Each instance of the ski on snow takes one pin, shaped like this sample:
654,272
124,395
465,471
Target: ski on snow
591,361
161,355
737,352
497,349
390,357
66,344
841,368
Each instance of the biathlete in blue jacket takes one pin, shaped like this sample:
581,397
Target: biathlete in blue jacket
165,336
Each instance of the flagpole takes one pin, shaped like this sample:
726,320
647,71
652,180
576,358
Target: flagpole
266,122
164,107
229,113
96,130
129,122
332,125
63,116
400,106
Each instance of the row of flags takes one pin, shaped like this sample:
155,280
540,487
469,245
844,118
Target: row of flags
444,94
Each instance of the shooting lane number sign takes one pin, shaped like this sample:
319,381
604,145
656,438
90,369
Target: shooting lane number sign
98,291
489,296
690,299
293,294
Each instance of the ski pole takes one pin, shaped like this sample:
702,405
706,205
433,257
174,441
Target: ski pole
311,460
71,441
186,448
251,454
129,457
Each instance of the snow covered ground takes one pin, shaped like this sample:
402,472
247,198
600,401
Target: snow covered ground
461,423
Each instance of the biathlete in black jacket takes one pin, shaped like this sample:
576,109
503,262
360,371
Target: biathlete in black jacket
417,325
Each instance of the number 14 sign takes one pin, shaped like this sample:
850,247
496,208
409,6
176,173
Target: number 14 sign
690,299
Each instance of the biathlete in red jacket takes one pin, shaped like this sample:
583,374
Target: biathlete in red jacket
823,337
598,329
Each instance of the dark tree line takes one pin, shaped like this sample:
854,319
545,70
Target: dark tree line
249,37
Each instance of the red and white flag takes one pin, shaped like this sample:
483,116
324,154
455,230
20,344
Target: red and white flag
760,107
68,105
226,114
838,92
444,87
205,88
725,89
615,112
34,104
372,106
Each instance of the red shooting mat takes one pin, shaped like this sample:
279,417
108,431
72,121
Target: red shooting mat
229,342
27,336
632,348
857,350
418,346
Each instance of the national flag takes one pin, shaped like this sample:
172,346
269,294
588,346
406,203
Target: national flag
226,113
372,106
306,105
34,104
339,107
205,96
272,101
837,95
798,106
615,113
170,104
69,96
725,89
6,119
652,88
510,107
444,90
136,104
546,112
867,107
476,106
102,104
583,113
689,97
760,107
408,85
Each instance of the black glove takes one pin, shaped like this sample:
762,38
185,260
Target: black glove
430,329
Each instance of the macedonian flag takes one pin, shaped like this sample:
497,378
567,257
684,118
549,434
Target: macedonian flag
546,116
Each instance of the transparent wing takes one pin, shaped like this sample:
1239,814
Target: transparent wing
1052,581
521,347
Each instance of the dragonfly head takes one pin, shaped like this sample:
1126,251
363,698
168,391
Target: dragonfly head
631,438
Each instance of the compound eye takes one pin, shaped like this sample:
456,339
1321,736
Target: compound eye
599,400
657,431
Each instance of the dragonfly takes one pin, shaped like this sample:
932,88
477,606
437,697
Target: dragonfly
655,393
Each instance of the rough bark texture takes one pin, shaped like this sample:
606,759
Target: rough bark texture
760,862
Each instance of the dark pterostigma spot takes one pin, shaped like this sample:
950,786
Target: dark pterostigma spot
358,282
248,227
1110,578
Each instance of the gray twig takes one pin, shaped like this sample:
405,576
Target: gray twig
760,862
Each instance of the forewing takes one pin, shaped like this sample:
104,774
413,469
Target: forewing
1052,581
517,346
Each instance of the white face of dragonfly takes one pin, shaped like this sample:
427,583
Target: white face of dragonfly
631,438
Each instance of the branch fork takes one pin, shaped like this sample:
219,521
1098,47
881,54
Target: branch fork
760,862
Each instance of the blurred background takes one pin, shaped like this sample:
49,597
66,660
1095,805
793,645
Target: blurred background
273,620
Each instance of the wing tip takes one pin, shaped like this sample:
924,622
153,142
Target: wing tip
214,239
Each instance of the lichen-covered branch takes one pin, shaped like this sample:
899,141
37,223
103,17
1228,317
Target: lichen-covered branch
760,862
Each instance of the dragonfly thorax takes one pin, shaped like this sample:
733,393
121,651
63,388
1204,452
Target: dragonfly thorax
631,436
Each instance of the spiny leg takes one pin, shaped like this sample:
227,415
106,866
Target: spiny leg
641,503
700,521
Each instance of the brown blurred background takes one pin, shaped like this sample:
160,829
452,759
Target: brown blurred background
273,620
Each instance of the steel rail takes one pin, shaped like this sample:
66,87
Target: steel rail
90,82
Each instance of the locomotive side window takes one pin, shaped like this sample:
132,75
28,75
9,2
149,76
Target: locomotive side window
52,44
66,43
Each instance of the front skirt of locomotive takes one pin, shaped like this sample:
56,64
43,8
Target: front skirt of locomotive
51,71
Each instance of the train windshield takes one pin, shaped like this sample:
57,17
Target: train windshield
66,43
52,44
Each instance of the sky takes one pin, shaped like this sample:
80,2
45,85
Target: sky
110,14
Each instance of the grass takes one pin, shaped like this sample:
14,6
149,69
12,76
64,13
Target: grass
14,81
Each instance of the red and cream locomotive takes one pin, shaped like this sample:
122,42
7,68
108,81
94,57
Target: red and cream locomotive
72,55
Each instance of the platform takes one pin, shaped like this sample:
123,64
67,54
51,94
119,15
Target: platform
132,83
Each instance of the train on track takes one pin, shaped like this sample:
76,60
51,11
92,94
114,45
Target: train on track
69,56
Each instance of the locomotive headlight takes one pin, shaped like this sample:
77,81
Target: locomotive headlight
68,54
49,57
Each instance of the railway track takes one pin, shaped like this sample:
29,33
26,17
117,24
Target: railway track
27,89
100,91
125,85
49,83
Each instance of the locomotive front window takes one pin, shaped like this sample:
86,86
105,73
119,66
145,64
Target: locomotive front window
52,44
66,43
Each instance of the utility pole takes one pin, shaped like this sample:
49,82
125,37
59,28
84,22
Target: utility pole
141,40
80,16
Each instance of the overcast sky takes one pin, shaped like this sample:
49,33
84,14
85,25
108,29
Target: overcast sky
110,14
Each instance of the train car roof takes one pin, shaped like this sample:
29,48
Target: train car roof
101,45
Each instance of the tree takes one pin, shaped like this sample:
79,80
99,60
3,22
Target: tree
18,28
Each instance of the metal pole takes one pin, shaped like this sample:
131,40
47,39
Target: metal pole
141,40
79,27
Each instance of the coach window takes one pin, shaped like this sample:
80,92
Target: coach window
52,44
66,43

Exercise aim -> Print again each line of the listing above, exactly as it appears.

The solution ->
Each instance of the ski on snow takes one pin, shaped like this sample:
654,272
124,395
465,471
Target: ski on snow
591,361
161,355
737,352
497,349
390,357
66,344
841,368
Each instance of the biathlete in blue jacket takes one pin, shaped like this sample:
581,397
Target: biathlete in blue jacket
165,336
Each instance of the flagpole takes one pin, shaped like this sample:
726,320
647,71
652,180
576,358
Target: flagpole
266,122
164,107
229,113
96,130
129,122
332,125
63,116
400,106
Each instance of the row of flags takes one pin, shaped like this sample:
155,280
540,487
469,245
844,118
Target: row of flags
444,94
Each instance of the shooting lane number sign takes one pin, shaped like this sample:
319,381
604,145
656,438
90,369
Target: shooting lane number sign
98,291
489,296
690,299
293,294
Each instance of the ski pole takes one pin, shaped like this sample:
702,405
706,205
433,257
174,441
Target: ski pole
311,460
71,441
186,448
251,454
129,457
Each instance of the snow covered ground takes one pin, shaped like this sample:
402,472
247,198
600,401
Target: snow covered ground
461,423
Each instance of the biathlete in black jacket takes one pin, shaped like this sample:
576,109
503,262
360,371
Target: biathlete in black jacket
417,325
Each instance of the number 14 sign takes one pin, shaped like this sample:
850,247
496,208
409,6
176,173
Target: number 14 sign
690,299
Each instance of the biathlete in red jacket takes one pin, shaped like this sample:
583,374
Target: biathlete in red jacket
823,337
598,329
Each instance of the dark tree line takes one pin, shaped like this sample:
854,319
545,70
Target: dark tree line
249,37
Each instance of the red and white flag takes one pin, shaped like this sample:
483,116
324,154
455,230
20,344
Target: red and white flag
760,107
68,105
226,114
838,92
444,87
205,88
725,89
615,112
34,104
372,106
Each instance of the red shooting mat takes one pin, shaped like this sample:
279,417
108,431
72,121
Target: red shooting mat
229,342
27,336
632,348
857,350
418,346
Each instance of the national flag takes one pin, shaped like this sample:
172,346
269,294
588,346
406,203
Target: national flag
226,113
372,106
306,105
34,104
339,107
205,96
272,101
837,95
798,106
615,113
170,104
69,96
725,89
6,119
652,88
510,107
444,90
136,104
546,112
867,107
476,106
102,104
583,113
689,97
760,107
408,85
Each instance of the black glove takes one pin, shaped like this sample:
762,38
185,260
Target: black glove
430,329
Each instance of the macedonian flag takes one pin, shaped like this sample:
497,378
567,257
684,118
549,434
Target: macedonian flag
546,116
Each instance of the transparent wing takes one pin, shaped like this sample:
1239,814
Target: transparent wing
1052,581
521,347
Each instance of the dragonfly head takes one pin, shaped like this sample:
1126,251
363,698
168,391
Target: dragonfly head
631,438
Each instance of the compound eye takes one pin, shaped like this sample:
456,339
1321,736
Target: compound eye
599,400
657,431
Each instance of the dragonfly takes one pin, shaped like this sample:
932,88
477,606
437,697
Target: dragonfly
655,393
Each instance of the rough bark texture takes one pin, shaped like this sample:
606,759
Target: rough bark texture
760,862
Each instance of the dark pterostigma spot takes one pin, shaped like this sample:
950,786
Target: dark pterostigma spot
358,282
248,227
1110,578
Each instance of the gray twig takes one pin, shaped like this sample:
405,576
Target: gray twig
760,862
Each instance of the forewing takes one pin, shaped like this sample:
104,774
413,469
Target: forewing
1052,581
517,346
Each instance of the white face of dragonfly takes one pin, shaped like this sample:
427,583
Target: white face of dragonfly
631,438
Each instance of the branch fork takes one pin, shaped like this sample:
219,521
1098,47
881,54
Target: branch fork
760,862
Each instance of the blurred background takes one pin, shaped like this sample:
49,597
66,660
1095,805
793,645
Target: blurred background
273,620
Each instance of the wing tip takes one pin, shaped like this sample:
924,622
153,142
Target: wing tip
214,239
Each instance of the lichen-covered branch takes one pin, shaped like this sample:
899,141
37,223
103,17
1228,317
Target: lichen-covered branch
760,862
Each instance of the dragonfly thorax takes one pin, shaped like this sample:
733,393
121,651
63,388
1204,452
Target: dragonfly thorax
631,436
Each instance of the spiny leg takes one pin, shaped like this sample:
227,415
106,866
Target: spiny leg
641,503
700,521
Each instance of the brown blurred background takes one pin, shaped like this sample:
160,829
452,759
Target: brown blurred background
273,620
Each instance of the steel rail takes one pin, shaped like this sample:
66,87
Target: steel rail
90,82
Each instance of the locomotive side window takes one pin, shaped like this sample:
132,75
28,75
9,2
149,76
Target: locomotive side window
52,44
66,43
Each instance of the front skirt of locomotive takes one pin, shaped like this sample:
56,64
43,8
Target: front skirt of locomotive
51,71
Each instance of the train windshield takes one pin, shaped like this sample:
57,17
Target: train windshield
66,43
52,44
Each instance of the sky takes one pin, shaped like this sample:
80,2
45,85
Target: sky
110,14
Each instance of the grass takes one pin, shaped like this sample:
14,6
149,69
12,76
64,13
Target: grass
14,81
Each instance of the red and cream locomotive takes one pin, shaped like this sample:
122,42
7,68
108,81
94,57
Target: red and cream locomotive
72,55
Each instance of the platform takes one pin, shaped like this sample:
123,64
67,54
51,94
119,15
Target: platform
132,83
Each instance of the train on track takes one pin, shaped like this sample:
76,60
51,11
92,94
114,45
Target: train on track
69,56
Each instance of the locomotive headlight takes one pin, shaped like this sample:
77,81
Target: locomotive headlight
68,54
49,57
Each instance of the railway track takes one pin, shaped like this sample:
29,33
26,17
117,24
Target: railway track
27,89
100,91
125,85
49,83
Each instance of the locomotive front window takes one pin, shaped like this sample:
86,86
105,73
119,66
145,64
Target: locomotive front window
52,44
66,43
Each instance of the utility pole takes one pin, shaped like this sample:
49,82
125,37
59,28
84,22
Target: utility pole
141,40
80,16
Each instance of the overcast sky takes one pin, shaped like this sample:
49,33
84,14
85,25
108,29
Target: overcast sky
110,14
Each instance of the train car roof takes one pin, shaped like this sample:
29,48
Target: train car roof
101,45
Each instance of the tree takes one pin, shaped like this sample:
79,80
99,60
3,22
Target: tree
18,28
Each instance of the metal pole takes one pin, shaped like this sample:
131,40
47,39
Target: metal pole
141,40
79,27
Each instance of the coach window takes one pin, shaped like this sample:
80,92
Target: coach window
52,44
66,43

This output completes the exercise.